=== DATASET RECORDS ===
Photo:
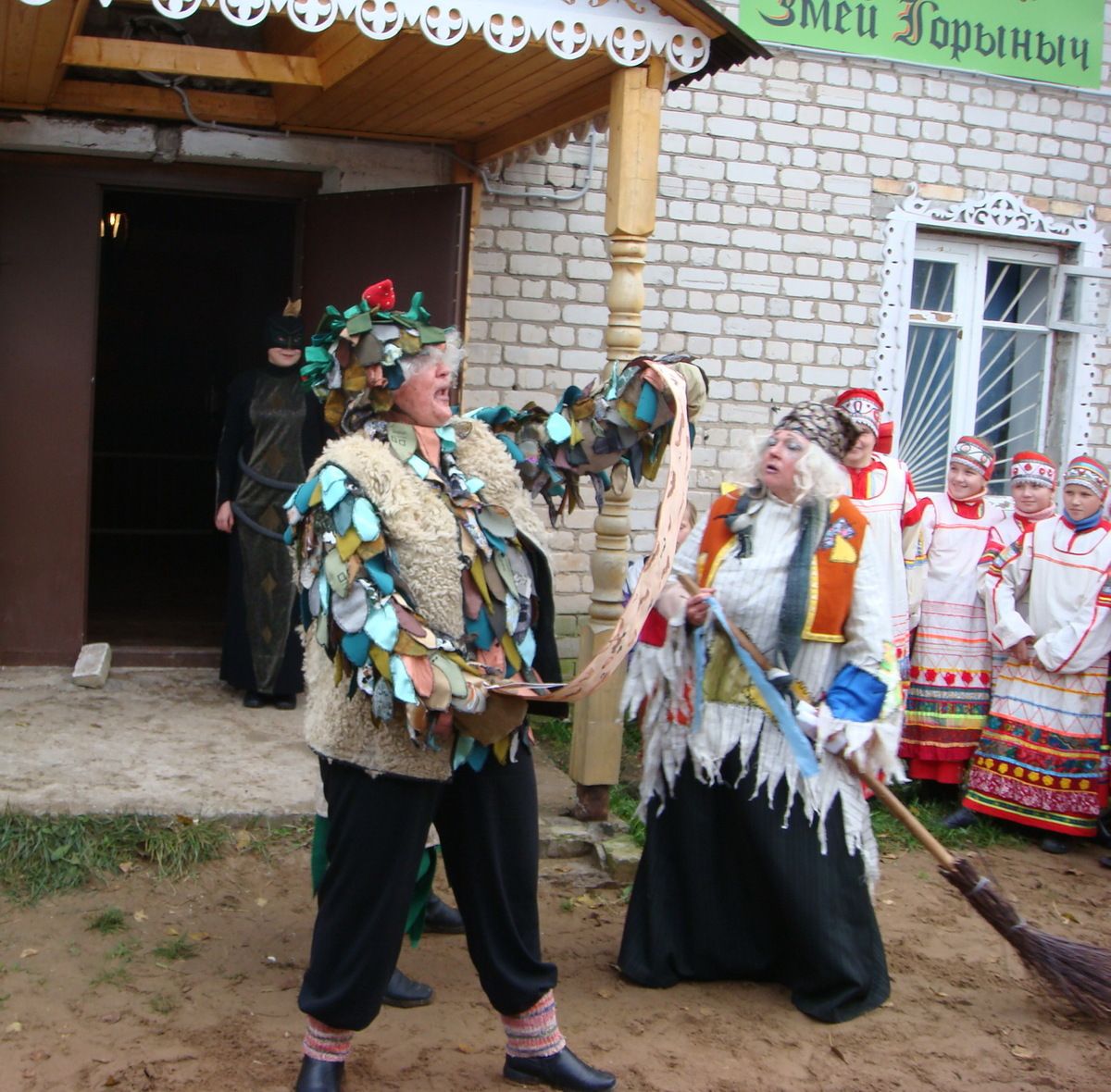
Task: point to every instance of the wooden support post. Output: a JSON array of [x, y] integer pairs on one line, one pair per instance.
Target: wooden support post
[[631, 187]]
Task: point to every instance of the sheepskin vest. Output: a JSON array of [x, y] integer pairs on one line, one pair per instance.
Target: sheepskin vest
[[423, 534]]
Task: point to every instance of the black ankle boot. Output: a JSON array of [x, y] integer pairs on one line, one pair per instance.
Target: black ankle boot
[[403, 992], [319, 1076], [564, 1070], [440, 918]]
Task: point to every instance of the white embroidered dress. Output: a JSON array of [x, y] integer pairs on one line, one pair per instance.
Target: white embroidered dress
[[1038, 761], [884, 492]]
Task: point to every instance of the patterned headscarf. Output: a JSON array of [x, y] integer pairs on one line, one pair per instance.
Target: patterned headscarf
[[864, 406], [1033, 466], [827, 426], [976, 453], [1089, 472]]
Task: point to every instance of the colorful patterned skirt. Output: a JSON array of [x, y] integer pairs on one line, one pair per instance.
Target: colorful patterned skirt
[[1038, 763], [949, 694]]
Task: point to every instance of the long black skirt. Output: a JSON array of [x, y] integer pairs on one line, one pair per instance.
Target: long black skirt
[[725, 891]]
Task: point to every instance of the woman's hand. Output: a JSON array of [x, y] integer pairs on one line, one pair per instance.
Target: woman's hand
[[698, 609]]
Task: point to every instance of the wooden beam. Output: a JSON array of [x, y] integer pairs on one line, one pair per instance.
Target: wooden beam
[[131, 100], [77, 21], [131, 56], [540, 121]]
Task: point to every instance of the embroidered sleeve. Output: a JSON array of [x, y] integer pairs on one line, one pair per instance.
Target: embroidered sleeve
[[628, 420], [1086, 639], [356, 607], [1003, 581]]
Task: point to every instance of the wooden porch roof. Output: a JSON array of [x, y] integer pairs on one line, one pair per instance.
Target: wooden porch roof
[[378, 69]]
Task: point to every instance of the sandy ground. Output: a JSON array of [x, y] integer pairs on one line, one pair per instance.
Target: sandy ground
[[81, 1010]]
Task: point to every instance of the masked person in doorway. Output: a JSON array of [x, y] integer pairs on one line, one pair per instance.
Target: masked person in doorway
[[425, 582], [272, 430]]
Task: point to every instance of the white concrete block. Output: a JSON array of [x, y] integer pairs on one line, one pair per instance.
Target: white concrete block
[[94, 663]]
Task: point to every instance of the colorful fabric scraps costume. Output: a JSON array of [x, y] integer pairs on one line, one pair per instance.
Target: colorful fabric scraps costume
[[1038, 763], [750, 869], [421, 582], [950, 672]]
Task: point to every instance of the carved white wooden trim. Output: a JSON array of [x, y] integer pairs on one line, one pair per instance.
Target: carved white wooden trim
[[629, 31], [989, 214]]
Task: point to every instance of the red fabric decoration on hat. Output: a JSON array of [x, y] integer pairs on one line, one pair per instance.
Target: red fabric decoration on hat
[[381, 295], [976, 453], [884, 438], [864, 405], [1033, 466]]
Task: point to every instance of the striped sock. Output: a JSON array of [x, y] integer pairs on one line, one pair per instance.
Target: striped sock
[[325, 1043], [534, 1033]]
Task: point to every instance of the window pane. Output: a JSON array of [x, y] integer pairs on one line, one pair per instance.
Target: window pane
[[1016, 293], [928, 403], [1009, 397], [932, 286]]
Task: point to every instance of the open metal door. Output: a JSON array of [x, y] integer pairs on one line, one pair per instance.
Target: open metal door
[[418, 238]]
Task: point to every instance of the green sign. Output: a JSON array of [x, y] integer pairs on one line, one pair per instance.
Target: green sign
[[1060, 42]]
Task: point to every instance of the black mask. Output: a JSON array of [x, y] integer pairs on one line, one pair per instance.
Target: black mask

=== GIVEN EXERCISE ===
Rewrite all of the data above with "wooden" swapped for "timber" everywhere it occurs, leaving everything else unchanged. Omit the pictures from your answer.

=== THE ANSWER ===
Photo:
Task: point to every instance of the timber support post. Output: a JSON array of [x, y] integer pairs on one line, one pair per instance.
Target: timber support post
[[631, 187]]
Task: point to every instance of the sheepskin vest. Output: a JSON array of [x, y] integer pairs on one line, one pair per instance.
Target: sheepskin vest
[[423, 534]]
Task: point to every instance of the black ankle boot. Output: a JSON array of [x, y] integer pairs on one line, one pair per instance.
Target: black ankle boot
[[403, 992], [319, 1076], [564, 1070], [440, 918]]
Task: point to every instance of the white embroidered dress. Output: a JSON array of [x, y] integer pairs on one line, one pair per instance.
Target: white embroidered dress
[[1038, 761], [884, 492]]
Task: point to every instance of the patterned headscarf. Output: a JSON array of [x, y] integer pairs on one line, one pair per instance.
Target: patterned headscarf
[[864, 406], [1033, 466], [827, 426], [976, 453], [1089, 472]]
Task: point to every instance of the colorful patterned skirt. Output: a JSON array of [x, y] integer pairs on one line, one pair per instance.
Target: colorful patterned skirt
[[1038, 763], [949, 694]]
Task: point to every instance of the long black skirt. Output: a JSON array of [x, y] integer pairs on one line, one pair per instance.
Target: long black skirt
[[725, 891]]
Task: point to every instance of the woman's hand. Output: a JSON array of [x, y] integer pairs on one line, one pair per instance.
Target: woman's hand
[[698, 609]]
Task: point to every instance of the timber beam. Output: a JSON array of [x, y] integer pairs on one line, one pair per instance.
Target: timber beam
[[131, 100], [77, 21], [131, 56], [540, 121]]
Task: point to every instance of the embroidered sleeve. Output: a JSON array of [x, y] integer pairs on one line, one pair per instance.
Target: embroidered sleeve
[[628, 420], [1086, 639], [356, 607], [1003, 581]]
Task: point to every instance of the timber porch roof. Output: a JSON array of [x, y] integer pairs on one line, one pair per instance.
Target: timber porch roof
[[378, 69]]
Task: point to every instance of the sandy ground. Output: a JSON array of [x, y] integer pairs on one line, one pair per instance.
Target: sandy ground
[[81, 1010]]
Task: point to every instance of the masked person in doorway. Output: a JSON array of [x, y] integer pairs on one line, one pair per instance.
Target: masked person in doorway
[[425, 582], [272, 430]]
Task: point to every instance of the white concrete block. Output: a JSON array of [x, y] integer pairs on one line, one pair per instance.
Target: white concrete block
[[94, 663]]
Task: point to every instance of the colorful fabric scraps costume. Output: a JSON array of [x, y] integer pairs on one line, one pair per instance.
Target: colorful fabric scraps costume
[[1038, 763], [750, 869], [421, 582], [950, 672]]
Task: point to every instance of the carved white timber trim. Output: a JSON array of [x, y] integer pairs on one line, one pair per instance.
Target: carved white timber trim
[[629, 31], [989, 214]]
Task: point to every instance of the red fabric decoration on hat. Output: a JSON array of [x, y] integer pairs on one line, one pair per instance.
Target: red fabric decoration on hat
[[381, 295], [976, 453], [884, 438], [864, 405], [1033, 466]]
Task: point to every instance of the striped sock. Output: a JSON array of [x, y] integer pairs on one line, one pair per instance.
Target: striped sock
[[325, 1043], [534, 1033]]
Task: point to every instance of the window pane. Output: a JSON array of [x, y] integer pairs on one line, one pair per instance.
Target: window pane
[[1016, 293], [928, 403], [1009, 397], [932, 286]]
Task: point to every instance of the open metal door. Output: a JSON array of [x, y] integer pairs on one line, one pair per instance.
Target: open metal door
[[418, 238]]
Task: point to every instance of the green sign. Output: a JSON array of [x, y] integer pairs on one line, one pair per instance.
Target: green sign
[[1060, 42]]
Task: point to every instance of the black mask. Output: a JSON array of [x, y] integer pairs on one line, one pair per instance.
Target: black mask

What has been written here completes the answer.